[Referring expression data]
* * * * * * *

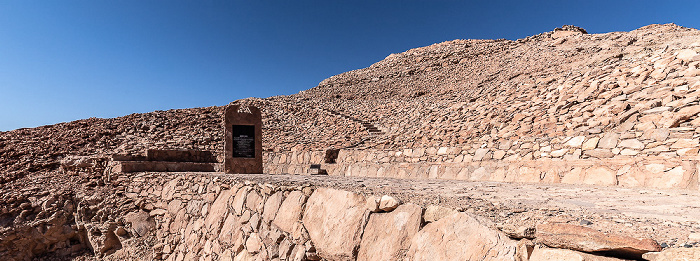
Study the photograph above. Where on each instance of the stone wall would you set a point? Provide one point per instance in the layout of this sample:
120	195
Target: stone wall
212	218
488	164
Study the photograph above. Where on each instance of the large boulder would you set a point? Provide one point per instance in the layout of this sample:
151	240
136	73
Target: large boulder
460	237
335	220
558	254
388	235
561	235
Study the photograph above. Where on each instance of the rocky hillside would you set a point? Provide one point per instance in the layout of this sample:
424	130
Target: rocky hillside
457	93
526	98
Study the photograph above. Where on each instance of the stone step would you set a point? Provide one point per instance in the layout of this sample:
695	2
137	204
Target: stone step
165	166
181	155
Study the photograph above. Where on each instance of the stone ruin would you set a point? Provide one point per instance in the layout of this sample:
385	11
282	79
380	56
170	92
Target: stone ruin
560	146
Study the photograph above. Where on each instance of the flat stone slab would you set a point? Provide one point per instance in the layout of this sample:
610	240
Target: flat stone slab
164	166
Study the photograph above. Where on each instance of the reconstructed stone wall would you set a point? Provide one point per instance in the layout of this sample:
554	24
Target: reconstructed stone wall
485	164
209	217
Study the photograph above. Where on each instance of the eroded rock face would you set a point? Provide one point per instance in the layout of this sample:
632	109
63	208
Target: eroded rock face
141	222
556	254
460	237
674	254
586	239
290	211
335	220
387	236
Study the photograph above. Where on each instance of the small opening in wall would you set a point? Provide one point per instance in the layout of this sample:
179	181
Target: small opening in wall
331	155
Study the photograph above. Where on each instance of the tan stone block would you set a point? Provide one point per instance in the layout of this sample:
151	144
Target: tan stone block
388	235
498	155
438	240
573	177
600	176
290	211
541	253
272	206
335	220
568	236
388	203
575	142
608	141
685	143
674	254
631	144
239	200
559	153
590	144
254	201
217	211
434	213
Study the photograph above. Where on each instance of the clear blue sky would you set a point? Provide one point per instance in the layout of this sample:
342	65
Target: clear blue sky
67	60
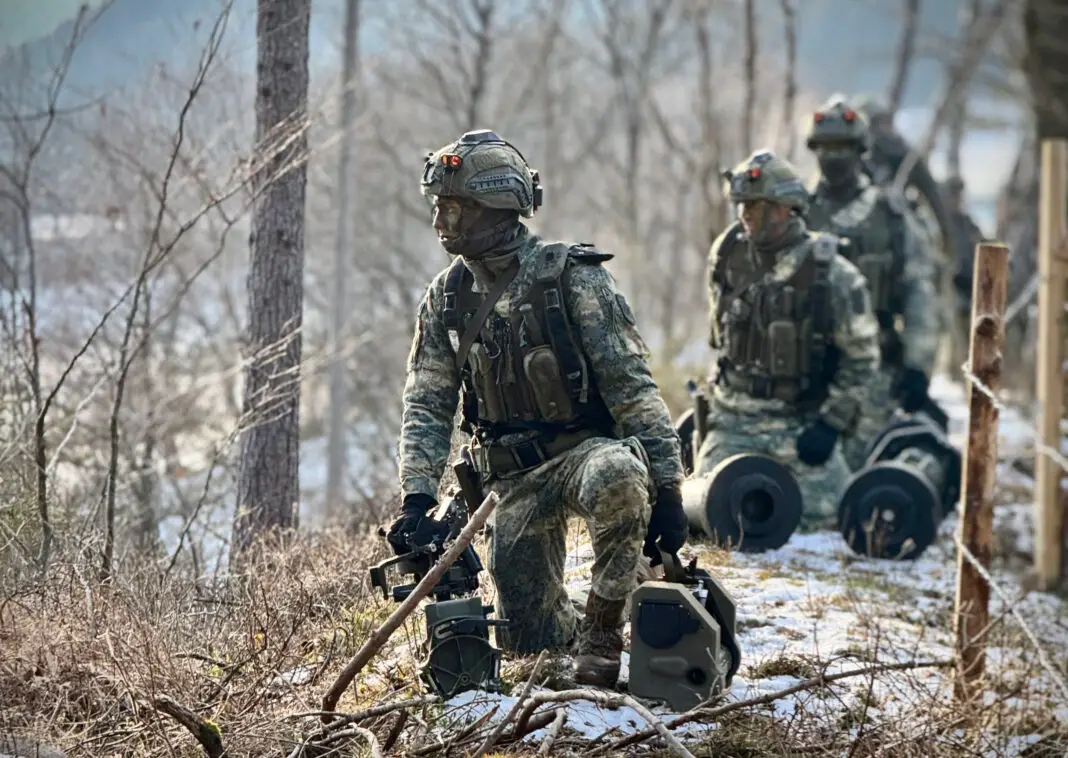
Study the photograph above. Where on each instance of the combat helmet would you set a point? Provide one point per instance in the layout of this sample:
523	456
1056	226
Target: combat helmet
486	169
764	175
836	122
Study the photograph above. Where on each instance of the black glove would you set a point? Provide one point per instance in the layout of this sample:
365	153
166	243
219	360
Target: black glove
412	525
816	442
666	524
910	389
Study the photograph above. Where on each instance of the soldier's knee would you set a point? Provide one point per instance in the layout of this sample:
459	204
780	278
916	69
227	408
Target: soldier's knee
615	478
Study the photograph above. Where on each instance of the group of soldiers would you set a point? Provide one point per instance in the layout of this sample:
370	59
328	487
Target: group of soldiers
825	317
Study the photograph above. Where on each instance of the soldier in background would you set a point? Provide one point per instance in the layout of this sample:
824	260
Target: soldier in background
796	337
888	250
544	354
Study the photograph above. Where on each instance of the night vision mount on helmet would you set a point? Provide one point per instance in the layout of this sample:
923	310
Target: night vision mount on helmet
766	176
483	168
835	122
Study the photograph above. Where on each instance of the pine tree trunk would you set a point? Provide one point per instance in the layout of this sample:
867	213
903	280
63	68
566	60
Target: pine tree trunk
268	486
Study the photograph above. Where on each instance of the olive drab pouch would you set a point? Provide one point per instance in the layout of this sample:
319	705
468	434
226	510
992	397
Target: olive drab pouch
543	372
783	335
490	399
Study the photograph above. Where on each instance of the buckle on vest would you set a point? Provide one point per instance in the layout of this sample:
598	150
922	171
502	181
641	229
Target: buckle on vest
529	455
760	387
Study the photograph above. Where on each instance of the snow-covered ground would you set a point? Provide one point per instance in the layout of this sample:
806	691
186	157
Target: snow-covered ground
814	603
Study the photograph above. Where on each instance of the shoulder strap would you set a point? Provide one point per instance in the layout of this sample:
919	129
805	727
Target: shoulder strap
725	243
474	326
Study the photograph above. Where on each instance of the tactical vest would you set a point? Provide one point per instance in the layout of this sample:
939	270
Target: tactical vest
775	338
875	231
527	372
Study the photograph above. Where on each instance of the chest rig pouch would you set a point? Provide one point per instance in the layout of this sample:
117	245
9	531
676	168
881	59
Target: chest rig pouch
774	335
524	369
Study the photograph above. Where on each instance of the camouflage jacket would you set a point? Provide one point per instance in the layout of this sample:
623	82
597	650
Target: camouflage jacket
873	219
856	332
614	350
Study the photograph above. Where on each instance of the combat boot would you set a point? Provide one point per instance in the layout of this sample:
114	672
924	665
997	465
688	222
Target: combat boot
600	643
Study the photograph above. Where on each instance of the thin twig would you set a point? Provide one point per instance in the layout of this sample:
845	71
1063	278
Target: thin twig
703	712
558	724
204	731
495	736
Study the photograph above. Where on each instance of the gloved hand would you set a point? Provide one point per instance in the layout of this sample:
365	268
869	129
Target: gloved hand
910	389
666	524
816	442
412	523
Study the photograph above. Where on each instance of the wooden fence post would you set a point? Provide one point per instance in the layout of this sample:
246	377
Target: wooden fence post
1049	366
980	459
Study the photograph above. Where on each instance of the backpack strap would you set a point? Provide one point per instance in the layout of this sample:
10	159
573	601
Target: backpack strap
825	247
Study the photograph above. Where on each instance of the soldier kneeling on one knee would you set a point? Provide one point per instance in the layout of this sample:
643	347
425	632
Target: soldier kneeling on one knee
534	341
796	337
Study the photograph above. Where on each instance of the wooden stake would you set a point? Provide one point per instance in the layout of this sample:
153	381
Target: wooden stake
1050	380
379	636
980	461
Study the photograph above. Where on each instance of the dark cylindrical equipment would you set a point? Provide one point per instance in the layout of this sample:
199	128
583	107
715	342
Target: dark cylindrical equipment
749	502
893	507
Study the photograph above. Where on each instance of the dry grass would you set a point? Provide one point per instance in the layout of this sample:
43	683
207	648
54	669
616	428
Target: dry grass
82	663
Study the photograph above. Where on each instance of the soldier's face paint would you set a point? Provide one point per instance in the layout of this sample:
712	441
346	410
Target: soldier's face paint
838	162
452	217
765	222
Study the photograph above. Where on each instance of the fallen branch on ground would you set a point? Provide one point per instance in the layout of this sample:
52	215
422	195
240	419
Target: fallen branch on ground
491	740
204	731
704	712
379	636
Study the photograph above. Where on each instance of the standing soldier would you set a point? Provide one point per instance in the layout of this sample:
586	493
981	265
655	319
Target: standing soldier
543	353
899	269
796	337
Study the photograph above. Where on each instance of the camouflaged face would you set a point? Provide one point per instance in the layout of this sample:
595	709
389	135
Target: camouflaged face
483	168
766	176
603	482
610	341
836	122
731	432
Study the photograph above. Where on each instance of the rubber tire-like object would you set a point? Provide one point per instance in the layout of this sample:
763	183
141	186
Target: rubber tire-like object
750	502
460	662
907	506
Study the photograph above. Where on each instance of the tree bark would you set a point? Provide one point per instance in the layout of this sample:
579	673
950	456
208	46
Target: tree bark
268	482
336	446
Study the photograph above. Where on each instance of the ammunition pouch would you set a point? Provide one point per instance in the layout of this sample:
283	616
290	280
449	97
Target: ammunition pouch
497	459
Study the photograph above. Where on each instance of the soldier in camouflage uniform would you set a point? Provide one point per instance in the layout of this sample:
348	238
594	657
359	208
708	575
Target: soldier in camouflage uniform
796	337
543	352
899	269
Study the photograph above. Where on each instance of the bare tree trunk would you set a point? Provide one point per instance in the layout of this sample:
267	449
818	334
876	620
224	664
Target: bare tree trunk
906	51
747	126
268	482
484	41
336	447
790	92
958	119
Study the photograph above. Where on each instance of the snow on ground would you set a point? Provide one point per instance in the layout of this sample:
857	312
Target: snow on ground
813	601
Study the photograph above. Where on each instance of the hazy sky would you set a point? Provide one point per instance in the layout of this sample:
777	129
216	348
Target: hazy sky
28	19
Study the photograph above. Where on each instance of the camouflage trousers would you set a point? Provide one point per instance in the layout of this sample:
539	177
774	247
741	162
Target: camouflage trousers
605	482
731	432
876	413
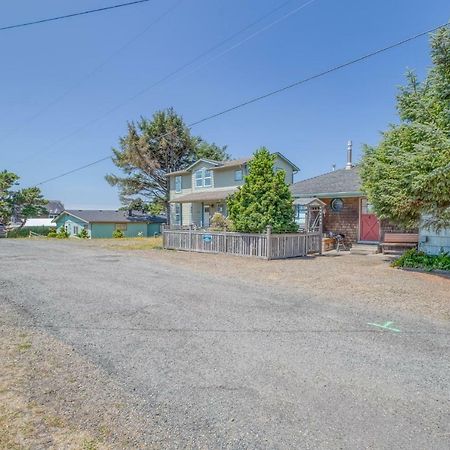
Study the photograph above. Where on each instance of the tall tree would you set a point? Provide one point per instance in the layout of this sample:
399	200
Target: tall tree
19	203
152	149
264	198
407	176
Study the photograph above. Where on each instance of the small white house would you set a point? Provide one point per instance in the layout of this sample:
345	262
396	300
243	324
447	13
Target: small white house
40	222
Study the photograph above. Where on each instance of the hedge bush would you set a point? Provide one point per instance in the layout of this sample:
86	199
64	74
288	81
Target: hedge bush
420	260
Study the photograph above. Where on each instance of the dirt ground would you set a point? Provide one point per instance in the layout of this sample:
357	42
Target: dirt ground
51	397
345	278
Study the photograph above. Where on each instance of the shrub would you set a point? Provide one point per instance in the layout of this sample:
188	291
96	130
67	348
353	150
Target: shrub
118	234
219	222
264	198
83	234
62	233
25	232
420	260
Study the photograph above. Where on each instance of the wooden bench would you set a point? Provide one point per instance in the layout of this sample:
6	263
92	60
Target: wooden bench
395	242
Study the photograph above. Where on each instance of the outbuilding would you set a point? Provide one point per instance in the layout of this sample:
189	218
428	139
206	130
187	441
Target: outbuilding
102	223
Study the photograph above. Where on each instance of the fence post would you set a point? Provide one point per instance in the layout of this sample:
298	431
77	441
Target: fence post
269	241
190	238
320	229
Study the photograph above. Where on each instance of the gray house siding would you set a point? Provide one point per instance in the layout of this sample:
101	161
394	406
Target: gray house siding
432	242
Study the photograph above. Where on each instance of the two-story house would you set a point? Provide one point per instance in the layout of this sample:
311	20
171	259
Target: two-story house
201	190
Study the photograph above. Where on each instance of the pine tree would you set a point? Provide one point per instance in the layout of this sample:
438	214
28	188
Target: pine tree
407	176
264	198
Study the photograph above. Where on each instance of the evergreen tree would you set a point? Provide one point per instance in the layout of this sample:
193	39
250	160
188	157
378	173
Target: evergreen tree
19	203
407	176
264	198
152	149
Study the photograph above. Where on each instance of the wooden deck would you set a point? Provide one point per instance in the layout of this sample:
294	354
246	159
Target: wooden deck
263	245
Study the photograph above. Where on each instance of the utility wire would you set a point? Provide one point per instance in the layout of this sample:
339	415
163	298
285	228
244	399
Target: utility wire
271	93
164	79
91	73
68	16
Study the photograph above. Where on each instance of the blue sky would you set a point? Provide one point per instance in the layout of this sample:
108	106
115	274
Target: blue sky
309	124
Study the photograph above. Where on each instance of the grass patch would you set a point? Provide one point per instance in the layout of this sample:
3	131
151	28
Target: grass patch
89	445
419	260
24	346
153	243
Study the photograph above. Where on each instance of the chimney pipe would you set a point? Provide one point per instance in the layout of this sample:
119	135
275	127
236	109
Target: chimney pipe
349	164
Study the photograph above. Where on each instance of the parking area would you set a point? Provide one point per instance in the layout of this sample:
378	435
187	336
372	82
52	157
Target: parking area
207	351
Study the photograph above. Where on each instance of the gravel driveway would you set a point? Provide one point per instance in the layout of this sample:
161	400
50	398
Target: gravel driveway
212	359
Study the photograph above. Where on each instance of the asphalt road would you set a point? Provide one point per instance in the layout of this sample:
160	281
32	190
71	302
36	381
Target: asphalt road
220	363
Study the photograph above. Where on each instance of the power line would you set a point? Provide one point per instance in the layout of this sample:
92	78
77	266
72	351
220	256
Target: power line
274	92
91	73
68	16
168	76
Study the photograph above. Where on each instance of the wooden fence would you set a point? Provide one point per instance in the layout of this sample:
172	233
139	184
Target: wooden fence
264	245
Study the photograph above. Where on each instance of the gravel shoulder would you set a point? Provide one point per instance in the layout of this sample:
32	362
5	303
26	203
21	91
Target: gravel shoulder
132	348
52	397
345	279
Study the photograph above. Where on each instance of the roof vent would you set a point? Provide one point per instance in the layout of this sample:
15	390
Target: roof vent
349	164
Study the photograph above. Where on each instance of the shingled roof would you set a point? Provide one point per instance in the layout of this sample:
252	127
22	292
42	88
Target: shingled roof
342	182
112	216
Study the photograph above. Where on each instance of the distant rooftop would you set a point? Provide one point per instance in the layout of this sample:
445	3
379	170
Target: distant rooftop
337	182
113	216
217	165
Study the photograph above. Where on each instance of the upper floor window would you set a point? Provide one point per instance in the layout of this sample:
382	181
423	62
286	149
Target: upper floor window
203	178
178	184
177	213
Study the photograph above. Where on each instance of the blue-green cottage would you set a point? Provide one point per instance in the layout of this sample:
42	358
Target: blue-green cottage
102	223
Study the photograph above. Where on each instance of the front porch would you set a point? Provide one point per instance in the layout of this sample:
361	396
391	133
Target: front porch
197	209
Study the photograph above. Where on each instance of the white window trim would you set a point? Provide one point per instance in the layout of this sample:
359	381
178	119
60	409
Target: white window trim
200	178
178	184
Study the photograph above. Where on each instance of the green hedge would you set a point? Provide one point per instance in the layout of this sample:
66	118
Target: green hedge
25	232
420	260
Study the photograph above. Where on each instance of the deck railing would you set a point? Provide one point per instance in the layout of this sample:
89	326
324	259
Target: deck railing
264	245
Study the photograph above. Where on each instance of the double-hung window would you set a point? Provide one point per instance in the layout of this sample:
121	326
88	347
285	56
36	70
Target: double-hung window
178	184
207	178
177	213
203	178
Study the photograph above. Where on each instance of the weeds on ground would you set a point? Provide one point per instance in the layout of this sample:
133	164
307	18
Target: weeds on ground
420	260
153	243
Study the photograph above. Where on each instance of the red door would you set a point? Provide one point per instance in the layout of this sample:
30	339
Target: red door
370	225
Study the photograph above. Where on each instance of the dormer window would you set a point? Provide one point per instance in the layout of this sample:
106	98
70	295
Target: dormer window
203	178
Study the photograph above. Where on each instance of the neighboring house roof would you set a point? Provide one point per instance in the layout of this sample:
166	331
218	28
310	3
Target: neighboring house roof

* * * * * * *

__Try it__. Scan the records above for the word "neighboring". Copy each line that has it.

__Completed task__.
Study the photograph above. Where on each instance of the neighboring house roof would you set a point? Provide one point per instance in the layout of this sample:
Target: neighboring house roof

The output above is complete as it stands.